== Segment start ==

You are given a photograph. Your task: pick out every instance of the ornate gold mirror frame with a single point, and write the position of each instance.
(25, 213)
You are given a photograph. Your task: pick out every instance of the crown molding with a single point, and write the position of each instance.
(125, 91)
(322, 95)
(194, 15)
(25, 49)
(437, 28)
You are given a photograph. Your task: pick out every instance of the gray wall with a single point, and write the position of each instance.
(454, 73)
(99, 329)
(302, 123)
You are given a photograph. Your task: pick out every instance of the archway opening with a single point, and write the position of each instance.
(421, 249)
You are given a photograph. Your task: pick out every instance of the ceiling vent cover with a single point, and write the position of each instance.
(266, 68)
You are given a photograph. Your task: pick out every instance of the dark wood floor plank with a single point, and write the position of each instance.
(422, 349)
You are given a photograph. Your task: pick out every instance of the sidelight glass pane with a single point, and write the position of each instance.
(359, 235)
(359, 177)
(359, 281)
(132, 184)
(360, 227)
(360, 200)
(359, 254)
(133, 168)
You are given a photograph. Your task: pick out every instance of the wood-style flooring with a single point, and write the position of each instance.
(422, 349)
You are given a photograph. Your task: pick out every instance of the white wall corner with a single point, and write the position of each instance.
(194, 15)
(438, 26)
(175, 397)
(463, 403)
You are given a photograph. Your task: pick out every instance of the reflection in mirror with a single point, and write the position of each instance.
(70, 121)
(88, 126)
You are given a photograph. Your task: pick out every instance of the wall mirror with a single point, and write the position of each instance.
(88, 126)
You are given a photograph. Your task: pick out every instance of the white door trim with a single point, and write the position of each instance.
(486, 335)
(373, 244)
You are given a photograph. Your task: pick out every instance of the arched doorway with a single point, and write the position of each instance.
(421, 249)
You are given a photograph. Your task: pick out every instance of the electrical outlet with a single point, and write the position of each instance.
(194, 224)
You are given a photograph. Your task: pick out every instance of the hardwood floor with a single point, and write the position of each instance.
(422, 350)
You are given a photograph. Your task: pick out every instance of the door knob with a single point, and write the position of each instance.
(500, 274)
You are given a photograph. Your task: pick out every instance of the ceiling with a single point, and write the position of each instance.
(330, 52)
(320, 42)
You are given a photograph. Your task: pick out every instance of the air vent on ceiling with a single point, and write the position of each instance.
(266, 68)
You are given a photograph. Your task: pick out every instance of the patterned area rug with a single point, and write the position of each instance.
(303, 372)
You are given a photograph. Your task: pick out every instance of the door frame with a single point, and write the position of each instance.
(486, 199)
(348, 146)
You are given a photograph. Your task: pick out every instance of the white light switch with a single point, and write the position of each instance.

== Segment end ==

### What to work on
Write out each entry once more, exactly as it was given.

### Finished task
You are given a photograph. Your task: pick out every instance of the ornate gold mirror frame with a single point, and write the position of each instance.
(25, 213)
You are given a photograph. Your task: pick out every instance of the crown molding with a single point, and write the position of each instance.
(125, 91)
(322, 95)
(194, 15)
(25, 49)
(437, 28)
You are given a photograph. Your task: pick out every instance of the gray wall with a single point, and write the position of each instance.
(454, 73)
(99, 329)
(302, 123)
You are given a photograph. Your task: pick out every instance of the archway opening with a single point, and write the position of each instance.
(421, 249)
You are given a photograph. Your task: pick out every instance of the ceiling vent cover with a single point, and write the position of each instance.
(266, 68)
You are given a photograph. Your task: pick out every instance of the dark wood floor plank with a single point, and write the position of each instance.
(422, 349)
You are given a photograph. Your task: pick out every instance of the sidelight glass pane with a single point, and write the position of each instance.
(359, 235)
(359, 177)
(359, 281)
(132, 184)
(360, 227)
(360, 200)
(359, 254)
(133, 168)
You are given a photograph. Your task: pick out every instance of the wood-style flooring with a single point, and write the position of each instance.
(422, 349)
You are given a photograph. Your task: pick out every instance of the white wall corner with a single point, and write the position of each instance.
(194, 15)
(438, 26)
(175, 397)
(463, 403)
You are given a photograph. Your task: pick out every instance of the reflection in mirror with a single point, and write the position of each instance.
(70, 121)
(88, 126)
You are given a photograph. Your task: pick out every instance of the wall mirror with a single point, and write the position of each instance.
(88, 126)
You are given a photograph. Your task: pick out every instance of the white door trim with a single point, and write the position of each instance.
(486, 335)
(373, 244)
You are given a photograph. Your task: pick out every instance of the arched doorway with a single point, and write the position of each instance.
(421, 249)
You are given a photograph. Your task: pick out every instance of the electrical outlet with a single point, and write the position of each instance.
(194, 224)
You are given a photograph. Your task: pick out every instance of the hardwood floor with a single point, and write the position of each instance.
(422, 350)
You are given a photograph. Your task: pick out every instance of the door knob with a single point, and write the position of each instance.
(500, 274)
You are given a photograph. Your task: pick out every instance of the ceiling with a single point, and write the position of each instance.
(330, 52)
(320, 42)
You are given a photograph. Your task: pick out every instance of the air vent on ceiling with a single point, and write the position of each instance.
(266, 68)
You are given a photograph. Your task: pick out every instance of the patterned area rug with a single point, and write the position of each instance.
(303, 372)
You are given a photograph. Your task: pick out every instance of the door frame with a single point, and write the position of each instance.
(486, 199)
(348, 146)
You are given a photograph. Your task: pick out every instance of the white light switch with a single point, and write the position of each instance.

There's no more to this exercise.